-- Begin Text block --

We all like to think of ourselves as free people, able to make choices for ourselves – we want to see ourselves as masters of our own lives. In fact, our country is bound up in ideas of freedom, liberty, and the right to choose for ourselves what is best.

Yet, despite all of the debates, discussions, wars and demonstrations on liberty – here I sit on Sunday morning at 6:30 a.m. knowing full well that it’s actually 5:30 a.m.

Free? Not so much. I don’t even have the right to choose what time it is, apparently. Yesterday at this time it was 5:30 but today it’s 6:30 and the only thing I did was go to sleep – at 12:30 a.m. which tomorrow will be 1:30 a.m. which means that the sleep I get will be directly proportional to my inability to accurately keep time.

Tonight we should have more daylight during the hours that we are supposed to be awake, yet I will still find it difficult to believe that when 8 p.m. comes around that I’ve really been given a gift, knowing full well that it’s actually 7 p.m. and that the amount of day I’ve lived hasn’t been changed – or has it?

-- End Text block --
-- Begin Listed records --

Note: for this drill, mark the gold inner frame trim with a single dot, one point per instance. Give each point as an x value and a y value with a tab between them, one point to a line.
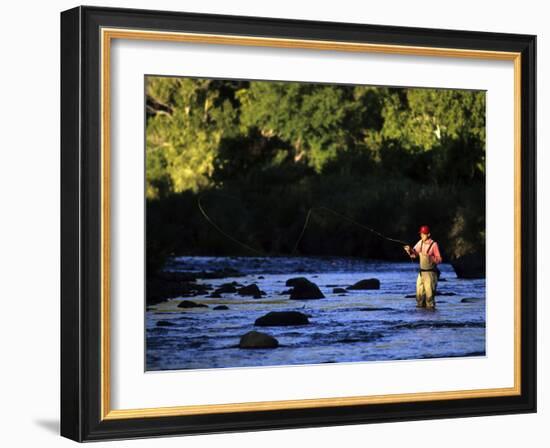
107	35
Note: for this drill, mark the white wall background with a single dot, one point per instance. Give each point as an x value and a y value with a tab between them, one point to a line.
29	225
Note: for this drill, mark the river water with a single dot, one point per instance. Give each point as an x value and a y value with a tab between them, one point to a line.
367	325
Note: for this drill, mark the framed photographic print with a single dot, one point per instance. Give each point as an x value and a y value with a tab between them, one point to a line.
272	223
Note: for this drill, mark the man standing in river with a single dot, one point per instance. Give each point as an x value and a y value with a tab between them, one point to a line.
429	256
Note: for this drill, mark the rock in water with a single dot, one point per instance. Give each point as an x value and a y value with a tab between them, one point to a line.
296	281
250	290
470	266
470	300
191	304
255	339
225	288
282	318
303	289
368	283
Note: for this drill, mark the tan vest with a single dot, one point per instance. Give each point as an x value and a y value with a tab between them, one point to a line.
425	262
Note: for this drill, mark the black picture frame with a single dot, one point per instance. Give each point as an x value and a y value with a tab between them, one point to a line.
82	209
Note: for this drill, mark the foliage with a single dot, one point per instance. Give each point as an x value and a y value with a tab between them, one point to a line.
391	157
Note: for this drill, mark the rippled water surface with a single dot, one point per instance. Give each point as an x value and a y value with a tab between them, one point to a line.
359	326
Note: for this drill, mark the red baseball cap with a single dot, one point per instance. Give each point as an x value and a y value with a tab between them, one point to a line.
424	229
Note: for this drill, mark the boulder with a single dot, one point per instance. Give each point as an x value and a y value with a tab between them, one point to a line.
250	290
225	288
282	318
165	323
469	266
368	283
191	304
255	339
296	281
303	289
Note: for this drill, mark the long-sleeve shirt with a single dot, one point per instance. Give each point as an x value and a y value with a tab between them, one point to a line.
434	253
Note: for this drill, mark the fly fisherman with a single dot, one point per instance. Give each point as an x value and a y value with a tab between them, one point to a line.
429	256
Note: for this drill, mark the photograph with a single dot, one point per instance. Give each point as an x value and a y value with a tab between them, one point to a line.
298	223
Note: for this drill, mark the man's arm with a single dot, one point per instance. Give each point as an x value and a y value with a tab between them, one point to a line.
413	251
436	255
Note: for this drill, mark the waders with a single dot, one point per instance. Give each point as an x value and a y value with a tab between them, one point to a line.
426	282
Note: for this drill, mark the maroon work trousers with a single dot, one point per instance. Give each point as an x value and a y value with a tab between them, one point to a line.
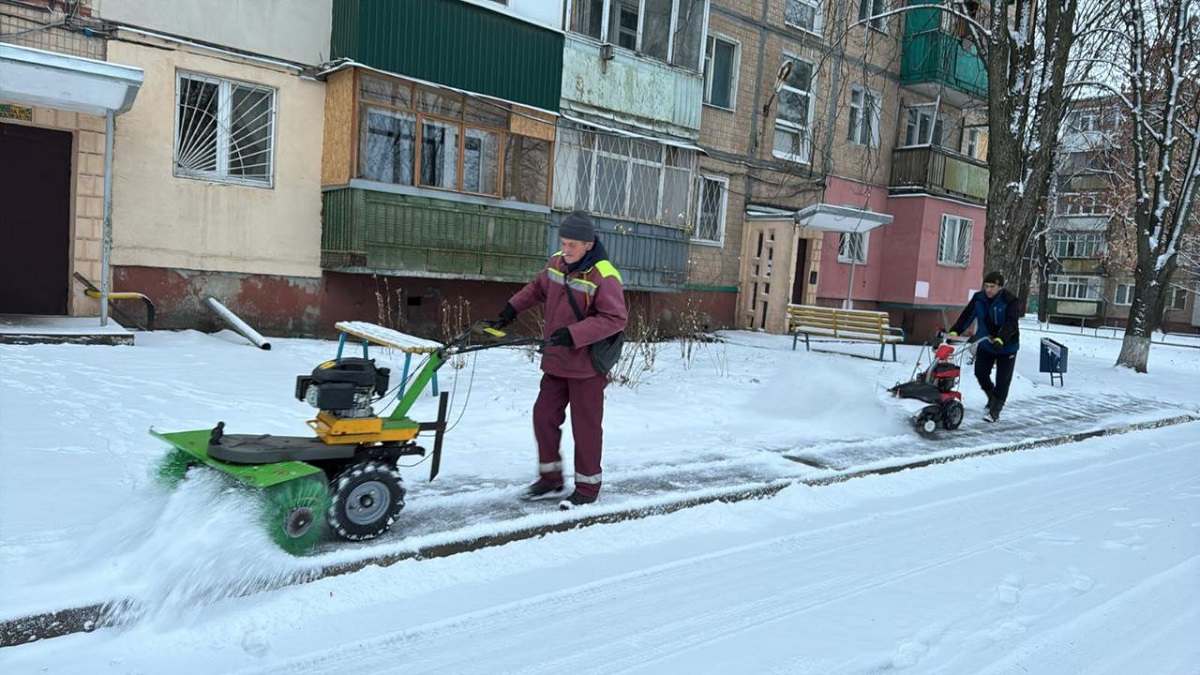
585	396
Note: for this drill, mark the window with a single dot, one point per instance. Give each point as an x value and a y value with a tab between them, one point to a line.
954	242
667	30
390	139
804	15
1081	204
711	209
1177	298
852	248
1123	294
1065	287
623	177
864	117
975	143
868	9
793	113
720	72
1078	244
412	135
225	130
923	126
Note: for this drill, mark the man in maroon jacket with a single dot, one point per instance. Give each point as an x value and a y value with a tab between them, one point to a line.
582	269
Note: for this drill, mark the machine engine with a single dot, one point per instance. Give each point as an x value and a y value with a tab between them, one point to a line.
343	387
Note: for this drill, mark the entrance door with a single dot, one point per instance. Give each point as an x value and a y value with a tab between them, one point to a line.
35	220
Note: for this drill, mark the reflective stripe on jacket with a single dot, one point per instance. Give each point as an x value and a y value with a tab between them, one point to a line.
600	297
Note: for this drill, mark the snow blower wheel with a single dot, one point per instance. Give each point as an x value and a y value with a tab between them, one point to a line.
172	467
294	513
366	499
952	417
927	422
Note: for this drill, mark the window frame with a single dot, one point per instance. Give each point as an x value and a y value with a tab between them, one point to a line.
580	147
1123	290
1092	287
465	124
1067	244
805	132
610	30
867	109
735	67
721	209
817	18
873	9
846	240
939	124
223	123
958	232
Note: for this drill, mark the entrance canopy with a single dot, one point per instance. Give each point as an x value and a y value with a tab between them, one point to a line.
34	77
829	217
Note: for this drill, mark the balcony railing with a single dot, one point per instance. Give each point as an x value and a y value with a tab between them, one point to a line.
937	171
936	59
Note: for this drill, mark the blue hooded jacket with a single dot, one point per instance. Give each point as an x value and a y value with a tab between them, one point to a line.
996	317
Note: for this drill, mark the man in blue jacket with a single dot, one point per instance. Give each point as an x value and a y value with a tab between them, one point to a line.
995	312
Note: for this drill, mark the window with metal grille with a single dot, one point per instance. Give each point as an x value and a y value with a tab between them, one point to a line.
864	117
623	177
418	136
666	30
1123	294
711	209
852	248
1078	244
225	130
869	11
804	15
954	242
720	72
1067	287
793	114
923	126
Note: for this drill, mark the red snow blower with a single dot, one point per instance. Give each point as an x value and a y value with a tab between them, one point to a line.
934	392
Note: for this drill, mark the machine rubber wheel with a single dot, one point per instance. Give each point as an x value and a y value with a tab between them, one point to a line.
927	422
172	467
366	499
952	414
294	513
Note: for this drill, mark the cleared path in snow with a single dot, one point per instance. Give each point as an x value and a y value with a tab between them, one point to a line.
1035	567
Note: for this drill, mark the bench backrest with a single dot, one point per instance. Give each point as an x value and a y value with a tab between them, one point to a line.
838	322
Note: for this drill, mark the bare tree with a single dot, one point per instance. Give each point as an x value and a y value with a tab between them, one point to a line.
1161	90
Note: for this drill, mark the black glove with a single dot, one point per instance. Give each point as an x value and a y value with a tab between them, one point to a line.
561	338
505	317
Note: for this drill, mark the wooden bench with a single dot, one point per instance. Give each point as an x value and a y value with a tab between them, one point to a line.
858	326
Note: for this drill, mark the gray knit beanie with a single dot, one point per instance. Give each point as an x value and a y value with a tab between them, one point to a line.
579	227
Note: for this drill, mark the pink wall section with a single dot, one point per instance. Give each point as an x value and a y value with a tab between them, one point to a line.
903	252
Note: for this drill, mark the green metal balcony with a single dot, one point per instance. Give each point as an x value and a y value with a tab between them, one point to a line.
376	231
453	42
937	63
367	231
936	171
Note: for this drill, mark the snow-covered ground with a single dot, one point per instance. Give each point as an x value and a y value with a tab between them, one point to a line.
1081	557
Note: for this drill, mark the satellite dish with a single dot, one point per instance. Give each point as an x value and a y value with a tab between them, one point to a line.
785	71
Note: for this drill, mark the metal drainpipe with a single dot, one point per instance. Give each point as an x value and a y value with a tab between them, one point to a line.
107	234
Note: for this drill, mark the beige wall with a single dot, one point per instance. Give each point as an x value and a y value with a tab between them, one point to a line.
295	30
160	220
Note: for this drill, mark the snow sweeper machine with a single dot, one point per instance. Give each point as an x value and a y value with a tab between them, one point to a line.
346	478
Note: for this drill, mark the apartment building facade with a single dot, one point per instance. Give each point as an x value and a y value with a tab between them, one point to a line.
1091	248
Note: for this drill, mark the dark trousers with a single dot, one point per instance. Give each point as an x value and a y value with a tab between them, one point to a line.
586	400
1005	365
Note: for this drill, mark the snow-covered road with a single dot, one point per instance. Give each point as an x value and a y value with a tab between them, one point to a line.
1078	559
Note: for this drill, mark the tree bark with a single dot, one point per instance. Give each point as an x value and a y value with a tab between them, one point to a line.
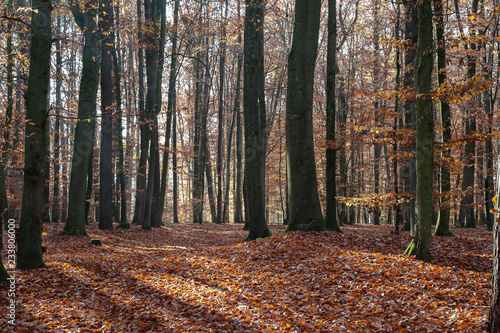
106	156
420	246
254	113
29	253
331	218
4	204
443	222
171	109
305	208
85	127
494	312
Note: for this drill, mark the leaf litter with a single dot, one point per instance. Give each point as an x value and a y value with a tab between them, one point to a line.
203	278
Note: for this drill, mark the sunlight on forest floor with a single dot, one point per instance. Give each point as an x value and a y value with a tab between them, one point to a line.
201	278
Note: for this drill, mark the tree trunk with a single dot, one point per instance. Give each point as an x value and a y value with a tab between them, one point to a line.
210	185
305	208
376	146
57	167
4	204
175	196
420	246
331	220
106	156
494	313
119	128
443	222
254	113
171	109
143	128
29	253
156	211
397	206
467	203
85	127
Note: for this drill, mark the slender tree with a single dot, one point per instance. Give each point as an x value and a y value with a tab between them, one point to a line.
420	245
85	127
305	208
29	253
106	153
4	204
443	222
172	97
494	312
331	220
254	113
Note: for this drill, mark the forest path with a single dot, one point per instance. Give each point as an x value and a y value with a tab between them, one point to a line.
202	278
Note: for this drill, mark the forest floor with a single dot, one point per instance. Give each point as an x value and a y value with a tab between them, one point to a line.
203	278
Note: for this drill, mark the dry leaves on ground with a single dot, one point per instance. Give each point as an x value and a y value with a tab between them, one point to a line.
202	278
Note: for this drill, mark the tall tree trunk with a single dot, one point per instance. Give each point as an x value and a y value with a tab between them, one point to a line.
377	147
305	208
221	119
106	156
443	222
420	246
494	312
254	113
29	253
238	216
331	221
210	185
85	127
175	196
117	69
4	204
467	204
409	170
57	128
171	103
143	128
397	207
202	77
156	211
488	107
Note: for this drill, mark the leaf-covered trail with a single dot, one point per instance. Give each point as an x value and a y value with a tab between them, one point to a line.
200	278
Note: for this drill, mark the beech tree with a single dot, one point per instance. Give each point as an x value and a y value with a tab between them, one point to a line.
443	222
106	152
29	253
331	219
85	127
255	120
420	245
305	208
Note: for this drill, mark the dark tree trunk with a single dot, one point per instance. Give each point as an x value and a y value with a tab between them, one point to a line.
494	313
4	205
255	128
443	222
397	207
85	127
120	169
238	218
29	253
467	204
331	220
106	156
143	128
156	211
376	105
171	109
305	208
420	246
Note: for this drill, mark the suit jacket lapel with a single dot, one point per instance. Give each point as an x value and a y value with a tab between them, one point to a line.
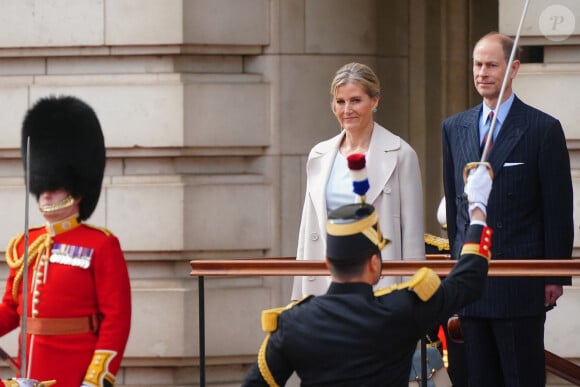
319	167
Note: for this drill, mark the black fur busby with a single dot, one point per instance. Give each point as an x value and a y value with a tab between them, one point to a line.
67	149
352	232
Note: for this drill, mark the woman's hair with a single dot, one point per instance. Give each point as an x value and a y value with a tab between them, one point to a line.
353	267
356	73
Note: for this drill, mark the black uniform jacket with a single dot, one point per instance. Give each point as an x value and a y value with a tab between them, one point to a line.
352	337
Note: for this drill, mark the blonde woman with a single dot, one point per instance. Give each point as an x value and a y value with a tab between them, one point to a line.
393	172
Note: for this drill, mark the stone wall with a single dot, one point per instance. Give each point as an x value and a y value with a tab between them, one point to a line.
209	108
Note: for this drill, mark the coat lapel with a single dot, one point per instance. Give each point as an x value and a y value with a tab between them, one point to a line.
511	132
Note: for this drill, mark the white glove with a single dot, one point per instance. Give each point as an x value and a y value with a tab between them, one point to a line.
477	188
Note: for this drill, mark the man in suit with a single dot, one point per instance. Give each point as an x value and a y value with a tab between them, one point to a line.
530	209
352	337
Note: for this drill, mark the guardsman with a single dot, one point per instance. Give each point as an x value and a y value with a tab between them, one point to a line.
79	309
352	336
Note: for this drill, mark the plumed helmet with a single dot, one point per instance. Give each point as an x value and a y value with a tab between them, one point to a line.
351	231
67	149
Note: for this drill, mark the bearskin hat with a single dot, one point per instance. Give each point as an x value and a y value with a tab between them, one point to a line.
351	231
67	149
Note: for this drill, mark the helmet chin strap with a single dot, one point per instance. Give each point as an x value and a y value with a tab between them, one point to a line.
64	203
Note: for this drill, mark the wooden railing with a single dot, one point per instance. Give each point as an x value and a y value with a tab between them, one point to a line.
441	264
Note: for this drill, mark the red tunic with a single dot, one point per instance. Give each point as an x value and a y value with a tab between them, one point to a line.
85	274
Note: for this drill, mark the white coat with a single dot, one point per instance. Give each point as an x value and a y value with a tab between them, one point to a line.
395	192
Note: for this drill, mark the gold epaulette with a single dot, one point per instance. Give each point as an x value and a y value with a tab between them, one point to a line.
270	316
424	283
269	325
101	229
441	243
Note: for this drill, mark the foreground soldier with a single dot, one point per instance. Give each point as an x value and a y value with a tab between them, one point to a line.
79	308
352	337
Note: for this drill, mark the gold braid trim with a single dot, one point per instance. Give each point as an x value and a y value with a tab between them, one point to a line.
102	229
424	283
263	365
40	246
439	242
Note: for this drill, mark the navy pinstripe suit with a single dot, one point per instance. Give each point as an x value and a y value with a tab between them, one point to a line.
530	206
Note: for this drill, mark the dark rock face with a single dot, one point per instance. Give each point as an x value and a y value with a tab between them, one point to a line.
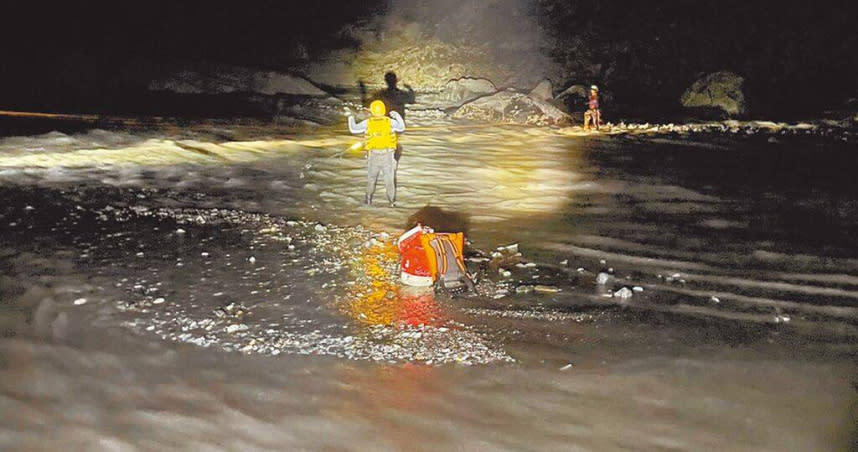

-- End Listed records --

* _Your goal_
Please continue the piece about daylight saving time, picking up right after its final sentence. You won't need the data for this.

* _Response for this exercise_
Also,” Daylight Saving Time”? Where and how has any daylight been saved? Shouldn’t we call it “Daylight Manipulation Time”, or “Random Shift of Daylight by Arbitrary Means Time”, or – better yet “Daylight We’re Doing This To Make You Know We Still Have Control and Your Time is Not Your Own Time”? That would be more appropriate, I think. We aren’t really saving any daylight, are we?

I lost an hour somewhere, yet not long ago we were given an extra day, February 29. That means that I was given 24 more hours, which means that I’m still ahead, unless we take into consideration the previous leap days, daylight time changes, and – oh, man – domestic and international travel in which I’ve both lost and gained time in increments from one to twenty-six hours.

But that doesn’t change the fact that, today, I am being bullied into changing my clock whether I like it or not. Here I sit at 6:30 a.m., knowing that all I have to do is get up and walk into my kitchen, where, because it doesn’t update automatically, the clock on my stove still says 5:30 a.m. I can time travel simply by walking into another room of my house. But then, unless I want to stay in my kitchen for the rest of my life, I’ll have to go back to the inequality of world governed by automatically updated clocks.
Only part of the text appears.